* Selected passage *
__________

There has of course been speculation ever since that Pound was shamming – that although he may have been eccentric, bizarre, disagreeable, and self-important, he was not psychotic. The government also had problems in proving that Pound’s conduct passed the constitutional muster of treason, since he was far from being a Benedict Arnold. The prosecution did not have the two witnesses required to convict on treason charges, even though Pound had admitted that he had made the broadcasts, and the documents seized at Pound’s home in Rapallo had been taken without any search warrant, a fact that a prickly judge could find rendered them inadmissible in court.

Ezra Pound remained at St. Elisabeth’s from the beginning of 1946 until his release on April 18, 1958.

At first he was housed in an old, run down building, Howard Hall, which he called alternatively “bughouse” or “hellhole.” Howard Hall had no windows, a thick steel door, and peep holes through which the psychiatrists observed the inmates. Even in this environment, Pound got along well both with fellow patients and with the staff. He famously quipped: “I can get along with crazy people; it’s only the fools I can’t stand.” In June 1946, Dorothy, as his wife, was appointed his legal guardian. Visitors were allowed but only for 15 minutes at a time.

In January 1947, and at other times subsequently, defense attorney Julian Cornell filed a petition of Habeas Corpus and requested bail, but they were all denied. Dr. Winfred Overholser, the superintendent of the hospital, then moved Pound to Chestnut Hall. Pound stayed here for the following 12 years.

Now Pound had his own room, no pressing money worries, and unlimited time to write and exercise. At St. Elizabeth’s, he translated three hundred Chinese poems and works of Confucius, two plays of Sophocles, contributed articles to more than 20 different publications, and wrote twenty-five additional cantos for his magnum opus. He also carried a very active correspondence with a wide circle of persons, and received a constant stream of visitors, sometimes young people in groups of fifteen. Some were distinguished figures in their own right, such as Robert Lowell, art historian Kenneth Clark, T.S. Eliot, Marianne Moore, Charles Olson, and William Carlos Williams.

__________

* Exercise data *
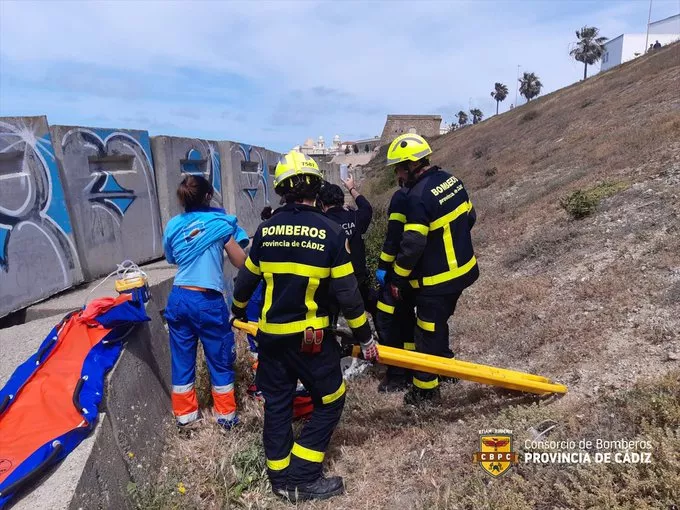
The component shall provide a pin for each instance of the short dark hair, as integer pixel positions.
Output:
(193, 191)
(299, 187)
(266, 213)
(331, 195)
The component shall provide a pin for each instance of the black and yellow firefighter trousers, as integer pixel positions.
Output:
(432, 332)
(281, 364)
(395, 322)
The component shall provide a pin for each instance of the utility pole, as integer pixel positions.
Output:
(649, 19)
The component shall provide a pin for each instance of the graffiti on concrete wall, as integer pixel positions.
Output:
(110, 183)
(254, 172)
(211, 167)
(37, 253)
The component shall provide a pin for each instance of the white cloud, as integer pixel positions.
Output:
(371, 58)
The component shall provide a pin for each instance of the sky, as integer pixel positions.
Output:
(274, 73)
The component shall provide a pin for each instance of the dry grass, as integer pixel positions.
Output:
(593, 303)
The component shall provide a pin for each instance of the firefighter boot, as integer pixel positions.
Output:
(423, 398)
(321, 488)
(393, 383)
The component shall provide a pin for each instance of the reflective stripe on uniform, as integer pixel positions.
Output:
(384, 307)
(358, 322)
(295, 268)
(312, 306)
(187, 418)
(307, 453)
(288, 328)
(278, 465)
(416, 227)
(223, 389)
(446, 275)
(427, 326)
(401, 271)
(224, 401)
(343, 270)
(386, 257)
(240, 304)
(328, 399)
(184, 402)
(425, 385)
(252, 267)
(183, 388)
(450, 217)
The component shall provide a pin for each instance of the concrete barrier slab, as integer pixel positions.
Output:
(174, 157)
(111, 192)
(127, 443)
(246, 171)
(38, 257)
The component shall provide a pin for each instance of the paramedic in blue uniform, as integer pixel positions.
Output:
(195, 241)
(303, 257)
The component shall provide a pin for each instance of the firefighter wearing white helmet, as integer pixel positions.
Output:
(435, 258)
(303, 258)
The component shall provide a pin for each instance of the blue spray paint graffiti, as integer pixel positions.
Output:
(260, 176)
(104, 189)
(44, 206)
(213, 173)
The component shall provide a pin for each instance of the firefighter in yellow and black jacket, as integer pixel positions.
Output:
(436, 256)
(303, 257)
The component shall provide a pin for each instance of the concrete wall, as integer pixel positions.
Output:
(245, 171)
(424, 125)
(111, 191)
(76, 201)
(38, 256)
(173, 157)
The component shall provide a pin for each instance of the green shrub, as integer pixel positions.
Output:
(580, 204)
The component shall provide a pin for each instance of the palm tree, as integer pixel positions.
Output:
(530, 86)
(476, 115)
(499, 94)
(462, 118)
(589, 48)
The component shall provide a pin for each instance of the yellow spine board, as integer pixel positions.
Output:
(475, 372)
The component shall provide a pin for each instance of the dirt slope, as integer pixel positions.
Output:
(593, 303)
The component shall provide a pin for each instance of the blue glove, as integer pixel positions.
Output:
(380, 276)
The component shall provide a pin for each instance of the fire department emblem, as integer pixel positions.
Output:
(495, 456)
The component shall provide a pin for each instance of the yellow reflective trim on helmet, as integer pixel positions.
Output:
(307, 453)
(295, 268)
(358, 322)
(386, 257)
(417, 227)
(427, 326)
(425, 385)
(384, 307)
(239, 304)
(401, 271)
(407, 147)
(278, 465)
(343, 270)
(329, 399)
(250, 266)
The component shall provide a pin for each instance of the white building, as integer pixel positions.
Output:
(629, 46)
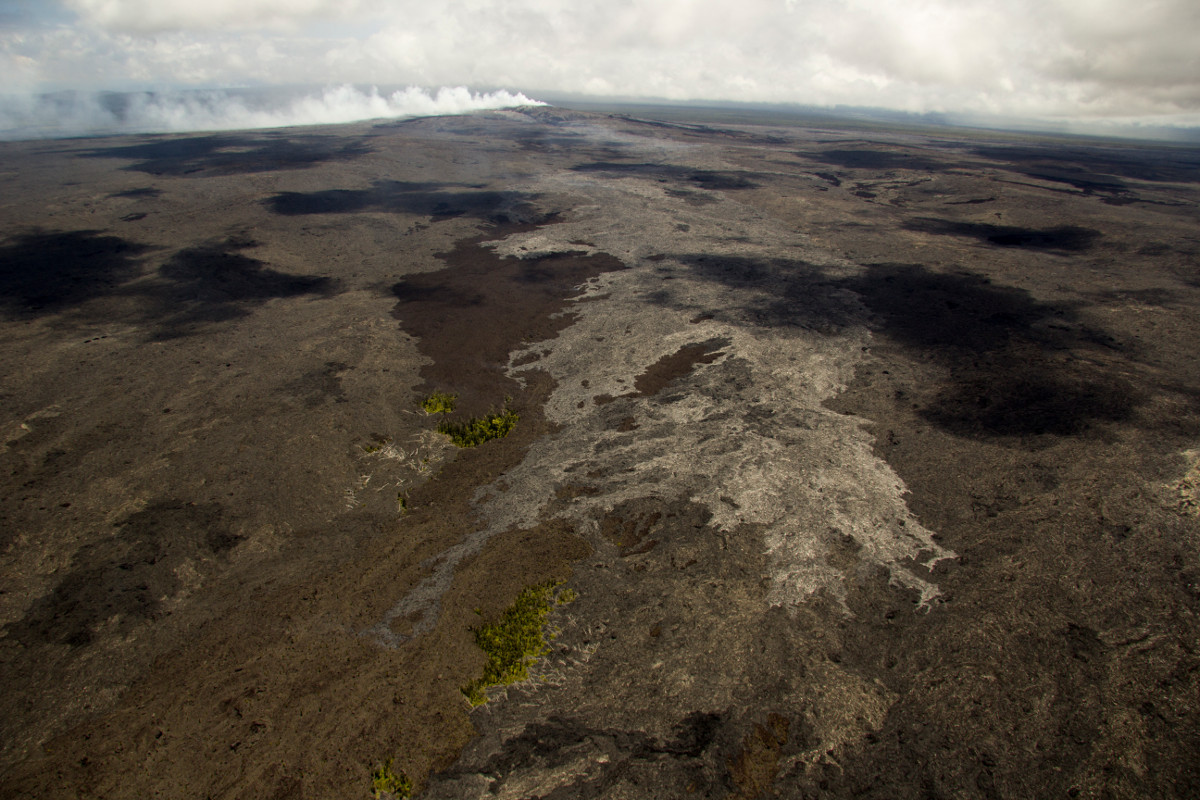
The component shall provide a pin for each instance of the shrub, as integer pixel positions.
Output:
(515, 641)
(477, 431)
(387, 783)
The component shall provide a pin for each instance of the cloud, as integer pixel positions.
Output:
(94, 113)
(1050, 58)
(157, 16)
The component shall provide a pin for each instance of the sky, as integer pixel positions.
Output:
(1075, 60)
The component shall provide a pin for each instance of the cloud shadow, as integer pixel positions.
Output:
(228, 154)
(708, 179)
(48, 272)
(1071, 239)
(436, 200)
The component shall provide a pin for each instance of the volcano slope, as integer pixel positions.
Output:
(869, 453)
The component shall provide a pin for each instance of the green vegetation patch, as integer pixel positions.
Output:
(387, 783)
(477, 431)
(439, 403)
(516, 639)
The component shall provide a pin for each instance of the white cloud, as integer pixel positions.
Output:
(1065, 58)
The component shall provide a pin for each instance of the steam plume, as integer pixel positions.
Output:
(70, 114)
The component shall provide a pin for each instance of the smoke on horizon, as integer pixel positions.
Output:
(78, 114)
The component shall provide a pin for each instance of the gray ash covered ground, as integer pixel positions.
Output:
(871, 455)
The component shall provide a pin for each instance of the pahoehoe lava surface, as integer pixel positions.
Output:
(871, 456)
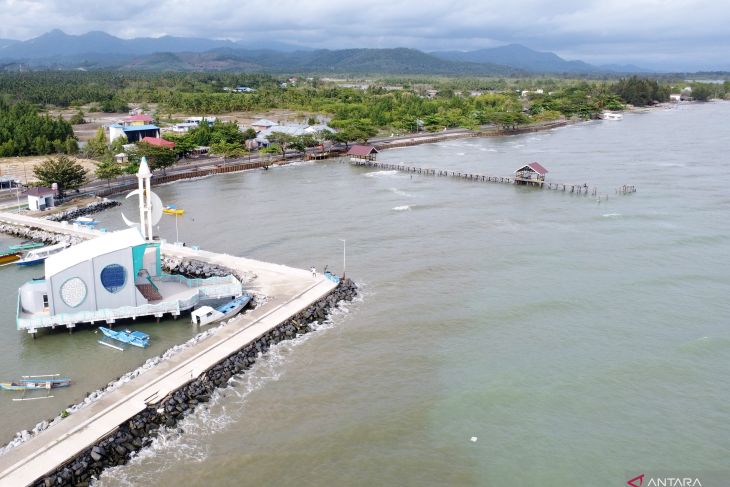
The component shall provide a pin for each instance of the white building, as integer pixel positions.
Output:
(40, 198)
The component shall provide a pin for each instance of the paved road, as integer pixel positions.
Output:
(289, 290)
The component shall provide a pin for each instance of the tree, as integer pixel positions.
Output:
(157, 156)
(63, 170)
(77, 118)
(97, 146)
(108, 169)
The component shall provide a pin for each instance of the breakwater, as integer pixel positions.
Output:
(91, 208)
(139, 431)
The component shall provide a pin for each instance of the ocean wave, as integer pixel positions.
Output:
(400, 192)
(25, 435)
(188, 441)
(380, 174)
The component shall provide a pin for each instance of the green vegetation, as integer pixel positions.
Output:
(23, 132)
(63, 170)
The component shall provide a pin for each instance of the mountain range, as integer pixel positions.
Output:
(99, 50)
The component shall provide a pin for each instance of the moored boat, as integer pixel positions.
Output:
(37, 256)
(35, 382)
(86, 220)
(136, 338)
(206, 315)
(9, 256)
(173, 210)
(27, 245)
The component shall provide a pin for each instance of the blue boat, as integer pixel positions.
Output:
(136, 338)
(37, 256)
(332, 277)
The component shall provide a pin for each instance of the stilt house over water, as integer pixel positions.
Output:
(532, 174)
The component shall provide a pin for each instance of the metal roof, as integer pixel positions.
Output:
(38, 191)
(136, 128)
(158, 141)
(534, 166)
(362, 150)
(87, 250)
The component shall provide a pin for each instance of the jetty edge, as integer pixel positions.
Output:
(110, 430)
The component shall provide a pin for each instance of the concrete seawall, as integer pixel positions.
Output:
(101, 435)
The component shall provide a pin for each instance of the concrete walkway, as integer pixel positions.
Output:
(289, 291)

__________

* Task instructions *
**1)** Retype the passage about Ezra Pound at St. Elizabeth's word for word, starting at "Now Pound had" and ending at "William Carlos Williams.".
**2)** Write what comes next in the passage about Ezra Pound's years at St. Elizabeth's, picking up after its final sentence.

* Activity answers *
**1)**
Now Pound had his own room, no pressing money worries, and unlimited time to write and exercise. At St. Elizabeth’s, he translated three hundred Chinese poems and works of Confucius, two plays of Sophocles, contributed articles to more than 20 different publications, and wrote twenty-five additional cantos for his magnum opus. He also carried a very active correspondence with a wide circle of persons, and received a constant stream of visitors, sometimes young people in groups of fifteen. Some were distinguished figures in their own right, such as Robert Lowell, art historian Kenneth Clark, T.S. Eliot, Marianne Moore, Charles Olson, and William Carlos Williams.

**2)**
High-profile correspondents notwithstanding, the general public had started to forget about him. But Pound had a knack for being in the center of controversy. In late 1945-early 1946 Random House, which was planning an anthology of American poetry, decided to exclude any pieces written by Ezra Pound on the basis that he was a Fascist – and, jarringly, that his work wasn’t good enough. Random House ‘s Bennett Cerf believed strongly that, in Pound’s case, patriotism trumped poetry. The issue enraged partisans on both sides of the debate and raised questions about the meaning of Americanism, patriotism, censorship, and democracy. Eventually, Random House decided to include a few of Pound’s poems.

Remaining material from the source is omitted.